▶ Consegna 1
Per favore, indica se ciascuna affermazione concorda con la voce su Gunzone: (a) l'Epistola ad Attonem fu redatta fra il 924 e il 960; (b) nella lettera di papa Zaccaria citata da Gunzone l'unione veniva approvata; (c) è certo che Gunzone sia il suddiacono proprietario di un terreno nel 924. Rispondi sì o no e riporta fra virgolette le parole del testo che lo stabiliscono.

▶ Sezione del documento
GUNZONE

Dizionario Biografico degli Italiani - Volume 61 (2004)

GUNZONE (Gonzone)

Paolo Chiesa

Due diverse epistolae redatte in latino nel X secolo, una indirizzata al vescovo di Vercelli, Attone, l'altra ai monaci Augienses, cioè dell'abbazia di Reichenau, recano nell'intestazione il nome Gunzone; si è a lungo discusso se gli estensori delle due lettere siano la medesima persona e il dibattito non pare per il momento concluso.

L'Epistola ad Attonem, un breve rescritto conservato con qualche lacuna all'interno dell'epistolario di Attone di Vercelli (Biblioteca apost. Vaticana, Vat. lat., 4322, e Vercelli, Biblioteca capitolare, ms. 40), venne redatta fra il 924 e il 960 da un Gunzone che si definisce "Novariensis ecclesiae levitarum extimus", e dunque diacono della chiesa di Novara. Attone aveva sollecitato a Gunzone un parere circa una questione di diritto canonico, cioè la liceità del matrimonio fra il figlio del padrino di battesimo e la figlioccia del medesimo; Gunzone gli rispose citando una lettera di papa Zaccaria a Teodoro, vescovo di Pavia, in cui tale unione veniva condannata. Il fatto che Attone, uno dei vescovi e degli intellettuali più importanti dell'epoca, riconoscesse come autorevole il parere di Gunzone, spinge a ritenere che il diacono novarese fosse personaggio di notevole levatura culturale; d'altro canto, come è stato notato, la biblioteca del capitolo di S. Maria a Novara disponeva del materiale necessario per studi di carattere canonistico. Di questo Gunzone non abbiamo altre attestazioni certe, essendo impossibile stabilire se si tratti del suddiacono del medesimo nome che risulta proprietario di un terreno in un documento novarese del 924.

Righe del dataset sulla posizione degli oggetti
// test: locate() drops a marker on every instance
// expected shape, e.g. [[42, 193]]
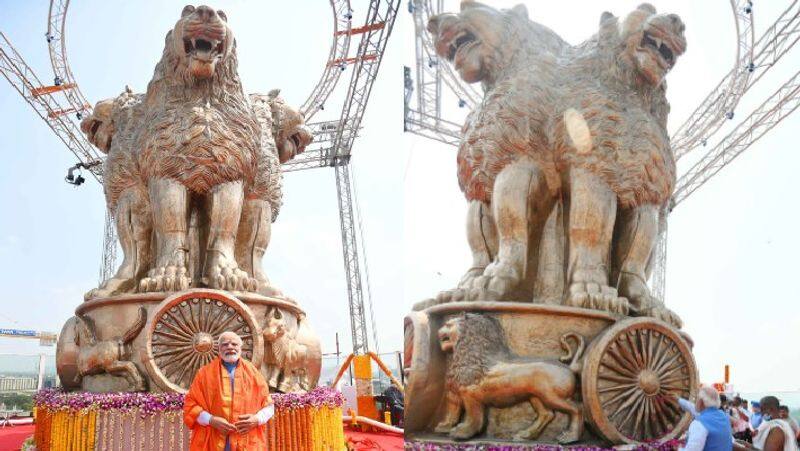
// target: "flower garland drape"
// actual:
[[139, 421]]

▶ Consegna 2
Riscrivi in forma di elenco numerato tutte le righe del dataset sulla posizione degli oggetti riportate sopra, escludendo le righe vuote. Lascia fuori dalla risposta le immagini.

▶ Soluzione svolta 1
(a) Sì: "venne redatta fra il 924 e il 960".
(b) No: "in cui tale unione veniva condannata".
(c) No: "essendo impossibile stabilire se si tratti del suddiacono del medesimo nome".

▶ Soluzione svolta 2
1. // test: locate() drops a marker on every instance
2. // expected shape, e.g. [[42, 193]]
3. // target: "flower garland drape"
4. // actual:
5. [[139, 421]]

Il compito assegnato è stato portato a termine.